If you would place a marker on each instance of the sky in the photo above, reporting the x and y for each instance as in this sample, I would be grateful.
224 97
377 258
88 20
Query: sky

▶ WORK INSTRUCTIONS
Set out the listing above as a Markdown table with two columns, Row and Line, numbering each line and leaving out any blank lines.

▶ EXERCISE ANSWER
| Row | Line |
|---|---|
| 1 | If you would place a marker on each instance of the sky in the photo above, reporting the x and y for each instance as in this sample, I would be grateful. |
| 2 | 224 97 |
| 3 | 377 258 |
| 4 | 88 20 |
| 5 | Query: sky |